**Task:** In the entries below, find the line containing "Expected behaviour: a marker sits on the rolled-up". Write out that line and all lines after it, exactly, and nothing else.

=== Section Start ===

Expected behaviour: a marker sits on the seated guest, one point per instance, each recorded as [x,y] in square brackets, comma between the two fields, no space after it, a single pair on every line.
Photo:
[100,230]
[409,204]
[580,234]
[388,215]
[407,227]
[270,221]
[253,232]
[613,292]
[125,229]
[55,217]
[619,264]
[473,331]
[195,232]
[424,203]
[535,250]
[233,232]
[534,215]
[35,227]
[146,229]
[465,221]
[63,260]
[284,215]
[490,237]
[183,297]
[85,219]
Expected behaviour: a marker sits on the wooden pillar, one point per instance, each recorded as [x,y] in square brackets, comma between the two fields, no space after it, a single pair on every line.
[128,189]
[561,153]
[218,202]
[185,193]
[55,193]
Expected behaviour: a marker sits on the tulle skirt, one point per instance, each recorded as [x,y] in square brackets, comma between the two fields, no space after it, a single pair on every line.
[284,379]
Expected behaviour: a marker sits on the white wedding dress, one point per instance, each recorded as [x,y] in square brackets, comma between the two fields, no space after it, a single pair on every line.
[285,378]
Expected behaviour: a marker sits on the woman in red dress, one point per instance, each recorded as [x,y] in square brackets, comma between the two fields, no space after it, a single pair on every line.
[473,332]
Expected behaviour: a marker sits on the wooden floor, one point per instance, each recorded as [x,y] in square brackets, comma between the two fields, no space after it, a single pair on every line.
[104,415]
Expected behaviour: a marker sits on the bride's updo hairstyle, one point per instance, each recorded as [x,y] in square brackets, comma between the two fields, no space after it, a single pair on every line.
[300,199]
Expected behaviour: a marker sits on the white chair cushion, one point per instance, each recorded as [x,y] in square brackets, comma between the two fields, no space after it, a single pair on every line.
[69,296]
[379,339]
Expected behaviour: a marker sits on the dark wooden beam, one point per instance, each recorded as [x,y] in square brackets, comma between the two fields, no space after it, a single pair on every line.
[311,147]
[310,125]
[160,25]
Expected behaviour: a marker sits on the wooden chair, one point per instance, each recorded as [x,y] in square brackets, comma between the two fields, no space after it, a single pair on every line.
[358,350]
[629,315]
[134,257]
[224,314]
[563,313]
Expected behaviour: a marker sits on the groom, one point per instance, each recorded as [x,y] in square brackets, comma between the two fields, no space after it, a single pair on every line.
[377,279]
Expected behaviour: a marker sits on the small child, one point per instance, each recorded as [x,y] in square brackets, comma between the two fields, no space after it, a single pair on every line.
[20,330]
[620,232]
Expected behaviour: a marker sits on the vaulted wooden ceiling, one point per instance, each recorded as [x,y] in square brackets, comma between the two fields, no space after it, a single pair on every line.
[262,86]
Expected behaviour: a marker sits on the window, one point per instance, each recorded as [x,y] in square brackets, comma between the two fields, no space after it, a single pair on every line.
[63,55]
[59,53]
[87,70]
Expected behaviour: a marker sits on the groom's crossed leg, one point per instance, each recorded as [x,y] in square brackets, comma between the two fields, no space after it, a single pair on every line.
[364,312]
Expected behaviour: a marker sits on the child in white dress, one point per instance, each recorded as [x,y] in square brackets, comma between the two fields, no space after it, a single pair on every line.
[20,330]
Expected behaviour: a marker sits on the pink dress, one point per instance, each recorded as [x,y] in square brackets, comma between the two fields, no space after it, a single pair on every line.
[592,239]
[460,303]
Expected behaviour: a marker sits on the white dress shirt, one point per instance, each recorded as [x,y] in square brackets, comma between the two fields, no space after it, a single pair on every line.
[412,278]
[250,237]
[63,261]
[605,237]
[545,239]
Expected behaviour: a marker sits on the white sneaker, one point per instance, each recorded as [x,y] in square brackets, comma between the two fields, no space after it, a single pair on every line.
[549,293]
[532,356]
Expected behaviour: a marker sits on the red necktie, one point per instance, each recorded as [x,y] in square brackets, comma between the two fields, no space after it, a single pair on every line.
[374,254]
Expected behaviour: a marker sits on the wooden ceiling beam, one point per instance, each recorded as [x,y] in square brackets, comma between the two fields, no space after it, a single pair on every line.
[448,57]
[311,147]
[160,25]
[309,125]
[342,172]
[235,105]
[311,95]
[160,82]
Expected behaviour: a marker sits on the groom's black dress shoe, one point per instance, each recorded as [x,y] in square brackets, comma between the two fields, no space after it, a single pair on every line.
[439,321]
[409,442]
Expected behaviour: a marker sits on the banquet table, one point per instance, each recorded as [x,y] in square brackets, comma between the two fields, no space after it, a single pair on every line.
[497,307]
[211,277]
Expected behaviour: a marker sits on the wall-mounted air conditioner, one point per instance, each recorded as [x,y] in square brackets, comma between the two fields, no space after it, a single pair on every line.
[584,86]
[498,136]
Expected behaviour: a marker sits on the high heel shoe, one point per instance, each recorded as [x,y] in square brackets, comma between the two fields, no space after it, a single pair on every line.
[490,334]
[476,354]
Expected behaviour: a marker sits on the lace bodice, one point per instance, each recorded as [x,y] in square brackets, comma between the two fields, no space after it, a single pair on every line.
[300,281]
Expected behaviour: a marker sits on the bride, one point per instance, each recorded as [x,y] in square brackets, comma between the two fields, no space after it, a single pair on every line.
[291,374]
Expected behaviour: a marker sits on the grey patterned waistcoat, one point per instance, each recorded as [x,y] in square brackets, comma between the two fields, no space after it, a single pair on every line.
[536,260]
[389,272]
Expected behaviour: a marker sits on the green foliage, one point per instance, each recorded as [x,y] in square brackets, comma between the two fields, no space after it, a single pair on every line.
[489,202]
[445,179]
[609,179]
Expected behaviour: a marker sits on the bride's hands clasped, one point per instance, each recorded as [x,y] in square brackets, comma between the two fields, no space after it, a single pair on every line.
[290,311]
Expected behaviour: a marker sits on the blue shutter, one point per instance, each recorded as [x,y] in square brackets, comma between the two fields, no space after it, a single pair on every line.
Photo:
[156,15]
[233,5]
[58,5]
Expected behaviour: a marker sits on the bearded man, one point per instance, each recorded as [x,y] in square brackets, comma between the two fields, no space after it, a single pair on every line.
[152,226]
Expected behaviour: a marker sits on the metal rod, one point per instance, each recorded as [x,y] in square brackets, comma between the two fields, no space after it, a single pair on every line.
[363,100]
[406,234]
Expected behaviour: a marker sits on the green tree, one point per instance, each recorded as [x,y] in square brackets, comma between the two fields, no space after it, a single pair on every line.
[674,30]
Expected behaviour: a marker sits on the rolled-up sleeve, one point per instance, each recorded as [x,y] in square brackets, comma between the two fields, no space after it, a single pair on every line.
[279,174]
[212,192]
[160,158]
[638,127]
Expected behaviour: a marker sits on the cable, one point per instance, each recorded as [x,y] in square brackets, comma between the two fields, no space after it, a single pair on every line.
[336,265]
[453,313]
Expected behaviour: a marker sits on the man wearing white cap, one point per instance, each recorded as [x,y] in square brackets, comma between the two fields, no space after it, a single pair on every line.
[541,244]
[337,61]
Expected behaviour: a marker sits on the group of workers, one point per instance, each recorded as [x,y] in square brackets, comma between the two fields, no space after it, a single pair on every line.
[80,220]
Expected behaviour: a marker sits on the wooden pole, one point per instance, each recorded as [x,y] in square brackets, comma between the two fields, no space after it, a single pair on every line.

=== Section End ===

**Exercise solution:**
Expected behaviour: a marker sits on the rolled-up sleeve, one point per instance, each recorded as [x,y] in square brackets, comma between the two fields, no space after it, a single pair on every line.
[279,174]
[212,192]
[160,158]
[638,127]
Expected behaviour: a marker sits on the cable, one point per instance, each recorded as [x,y] in square brackets, comma between the two fields, no space after it, a single pair on every line.
[336,265]
[453,313]
Expected behaviour: a marker sits on the man wearing white cap, one point per instance, each recorded as [x,y] in square brackets, comma between the two fields, no space after it, a single pair on every line.
[541,244]
[337,61]
Expected behaviour: a marker sits on the group of workers, one point per instance, each recorded as [x,y] in square brackets, comma between the two fields, no space after it, a single pair on every line.
[80,220]
Expected behaviour: a marker sits on the wooden pole, one point per instance, each recorded as [x,y] in square brackets, comma between the two fields, no space after it, a single pair on every line.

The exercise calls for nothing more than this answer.